PROBLEM - Write what comes next in the interview below about the spread of the coronavirus, picking up right after its final sentence.
+++ EXERCISE PASSAGE
Korea had about 8,000 infected cases out of a population of 52 million people in 50 days or so; that is a rate of 0.01 percent viral spread.

From the reported data by the Korea Centers for Disease Control (KCDC) on people who recovered, it is still not clear as to the definition for recovery and also if the KCDC is performing viral load tests to see if these individuals remain infected with a much lower virus load.

If the test has reached its detection limit for this virus load, then we have to be very cautious and aware of these recovered patients. A systematic follow-up and virus testing is critical to make sure that they will not reach a viral load to cause symptoms again that can infect others.

Q: Italy exploding and Europe under siege: what was wrong with EU's approach? Did it have to put Italy under lockdown promptly? What is the cause of the Iranian proliferation?

A: My guess is two-fold, the first being the arrogance of some European leaders toward the Chinese outbreak and their thoughts that it would never reach their shores. And the second would be the reassurances from Chinese authorities and of course, the World Health Organization. Similar mistakes were made all over the world, not only within the EU.
++++++
+++ DATASET EXTRACT
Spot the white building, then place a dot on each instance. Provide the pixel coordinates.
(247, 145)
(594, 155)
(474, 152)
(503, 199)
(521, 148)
++++++
TASK RESULT -
It is difficult to close the terrestrial borders within the Schengen area of the EU with 26 countries. The Italian prime minister could have barred arrivals from China and other infected regions; but at the same infected people can enter Italy from neighboring countries. Still these measures would perhaps reduce the number of infected, but not contain it.

I believe Italy and Iran are both dealing with an evolved and highly contagious version of the same coronavirus. Traditions and social etiquettes are driving the rapid spread and infections, not just within their own borders but to other neighboring countries, too. I predict France and Spain may follow the same trends as Italy in coming weeks.

Iran is much more fragile because it has been under severe economic embargo for many years and I can't attest to its healthcare infrastructure. As for Italy, it is very clear that it is unprepared and its healthcare infrastructure may actually collapse soon, requiring the military to take over containment efforts.

Q: Japan placed a virtual travel ban on Koreans together with Chinese because of their high number of cases? Is it scientifically based?

A: This is called the tail wagging the dog. Japan made a mistake when it allowed the Diamond Princess Cruise ship to dock on its shores knowing that it contained the coronavirus. Japan knew full well the consequences of its actions. There is no scientific justification for this travel ban other than Japan is trying to play geopolitics.

Q: Maybe it is too early to say this, but if Korea successfully contained this epidemic, what do you see Korea can do for the rest of the world afflicted by this disease?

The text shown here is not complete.